#### Written problem:
From the line with "Labeling batch C. For the image above, tag the green comforter" to the final line of the records, reproduce every line exactly and only those lines.

#### Data shown:
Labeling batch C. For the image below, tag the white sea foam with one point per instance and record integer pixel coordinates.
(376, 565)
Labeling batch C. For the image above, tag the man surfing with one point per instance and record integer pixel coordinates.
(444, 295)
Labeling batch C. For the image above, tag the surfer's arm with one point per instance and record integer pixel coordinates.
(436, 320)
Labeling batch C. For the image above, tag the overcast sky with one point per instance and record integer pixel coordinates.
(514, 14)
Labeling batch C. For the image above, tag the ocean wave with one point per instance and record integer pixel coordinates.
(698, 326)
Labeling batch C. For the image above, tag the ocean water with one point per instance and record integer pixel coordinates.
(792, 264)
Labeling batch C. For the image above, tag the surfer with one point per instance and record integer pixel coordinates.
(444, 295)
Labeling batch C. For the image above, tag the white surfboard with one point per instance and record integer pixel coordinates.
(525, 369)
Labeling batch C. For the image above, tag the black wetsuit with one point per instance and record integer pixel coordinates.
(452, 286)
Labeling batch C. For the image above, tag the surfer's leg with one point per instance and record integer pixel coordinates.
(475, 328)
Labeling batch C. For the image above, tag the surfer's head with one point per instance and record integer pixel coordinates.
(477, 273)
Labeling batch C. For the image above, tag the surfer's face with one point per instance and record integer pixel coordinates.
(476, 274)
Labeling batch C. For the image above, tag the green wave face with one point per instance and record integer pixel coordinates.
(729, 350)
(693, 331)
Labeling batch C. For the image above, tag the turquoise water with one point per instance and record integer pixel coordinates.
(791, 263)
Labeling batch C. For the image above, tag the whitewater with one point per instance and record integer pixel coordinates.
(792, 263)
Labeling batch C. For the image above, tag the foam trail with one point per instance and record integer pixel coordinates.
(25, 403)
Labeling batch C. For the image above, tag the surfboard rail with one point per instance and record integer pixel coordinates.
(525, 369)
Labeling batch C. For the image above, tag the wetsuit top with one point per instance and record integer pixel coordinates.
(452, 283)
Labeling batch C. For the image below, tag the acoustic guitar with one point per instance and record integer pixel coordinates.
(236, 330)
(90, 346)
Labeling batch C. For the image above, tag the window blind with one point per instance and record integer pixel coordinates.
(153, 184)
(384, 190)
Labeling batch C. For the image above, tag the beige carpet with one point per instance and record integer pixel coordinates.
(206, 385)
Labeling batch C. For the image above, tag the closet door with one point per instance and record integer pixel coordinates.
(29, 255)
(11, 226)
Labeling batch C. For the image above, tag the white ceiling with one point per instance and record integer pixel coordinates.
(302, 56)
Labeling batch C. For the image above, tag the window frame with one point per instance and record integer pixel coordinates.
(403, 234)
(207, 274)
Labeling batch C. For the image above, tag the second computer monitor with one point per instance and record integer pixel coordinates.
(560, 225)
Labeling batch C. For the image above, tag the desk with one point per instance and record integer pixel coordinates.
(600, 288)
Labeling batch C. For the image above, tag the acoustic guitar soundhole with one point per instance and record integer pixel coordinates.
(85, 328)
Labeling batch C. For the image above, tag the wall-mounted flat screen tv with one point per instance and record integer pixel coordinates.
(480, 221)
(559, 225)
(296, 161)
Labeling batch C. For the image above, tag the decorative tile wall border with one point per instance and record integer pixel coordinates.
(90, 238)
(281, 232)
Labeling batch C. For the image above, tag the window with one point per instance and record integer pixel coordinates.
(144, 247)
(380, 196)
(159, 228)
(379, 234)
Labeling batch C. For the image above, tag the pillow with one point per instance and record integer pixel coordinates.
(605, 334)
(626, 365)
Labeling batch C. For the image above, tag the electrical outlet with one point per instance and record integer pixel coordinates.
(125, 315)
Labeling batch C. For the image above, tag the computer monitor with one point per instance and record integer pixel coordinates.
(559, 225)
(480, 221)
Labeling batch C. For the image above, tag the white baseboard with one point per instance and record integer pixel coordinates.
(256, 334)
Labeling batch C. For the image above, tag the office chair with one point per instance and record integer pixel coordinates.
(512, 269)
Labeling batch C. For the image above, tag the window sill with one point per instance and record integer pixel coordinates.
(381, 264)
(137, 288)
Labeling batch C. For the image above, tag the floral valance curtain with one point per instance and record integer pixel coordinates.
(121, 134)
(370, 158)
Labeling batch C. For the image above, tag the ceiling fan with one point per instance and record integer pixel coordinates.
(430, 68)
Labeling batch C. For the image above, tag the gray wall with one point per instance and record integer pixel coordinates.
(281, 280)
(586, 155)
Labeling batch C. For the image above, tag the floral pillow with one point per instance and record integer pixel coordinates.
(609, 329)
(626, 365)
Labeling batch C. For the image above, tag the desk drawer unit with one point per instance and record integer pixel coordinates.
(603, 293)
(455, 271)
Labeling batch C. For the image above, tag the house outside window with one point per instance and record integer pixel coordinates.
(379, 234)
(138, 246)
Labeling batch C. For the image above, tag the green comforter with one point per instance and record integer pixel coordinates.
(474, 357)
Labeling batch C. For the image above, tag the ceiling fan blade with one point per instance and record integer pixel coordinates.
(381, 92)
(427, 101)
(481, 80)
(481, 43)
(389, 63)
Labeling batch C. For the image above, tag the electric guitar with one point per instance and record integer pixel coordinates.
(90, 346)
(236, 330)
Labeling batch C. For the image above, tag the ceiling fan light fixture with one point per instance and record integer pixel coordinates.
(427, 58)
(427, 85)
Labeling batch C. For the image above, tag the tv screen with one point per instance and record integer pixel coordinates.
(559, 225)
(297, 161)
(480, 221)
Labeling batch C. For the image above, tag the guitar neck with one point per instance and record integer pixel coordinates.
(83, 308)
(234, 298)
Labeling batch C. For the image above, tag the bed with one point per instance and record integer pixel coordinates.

#### Solution to this problem:
Labeling batch C. For the image above, tag the green comforter with one point per instance and record integer pixel coordinates.
(474, 357)
Labeling batch C. For the image above, tag the ceiling fan blade with one point per instance and record integer pixel coordinates.
(381, 92)
(427, 101)
(481, 80)
(481, 43)
(389, 63)
Labeling batch C. For the image above, tag the electric guitar with one point per instance and record integer pixel coordinates.
(90, 346)
(236, 330)
Labeling batch C. For the image above, tag the ceiling fan light fixture with one point per instance and record integer pixel coordinates.
(427, 58)
(427, 85)
Labeling batch C. For the image above, tag the tv screen with one point per instance and record integer pixel coordinates.
(559, 225)
(297, 161)
(480, 221)
Labeling batch C. For the image above, tag the guitar neck with one point per instance and record integer pixel coordinates.
(83, 308)
(234, 298)
Labeling batch C. For the image above, tag the bed with one point per instance and record integer pixel coordinates.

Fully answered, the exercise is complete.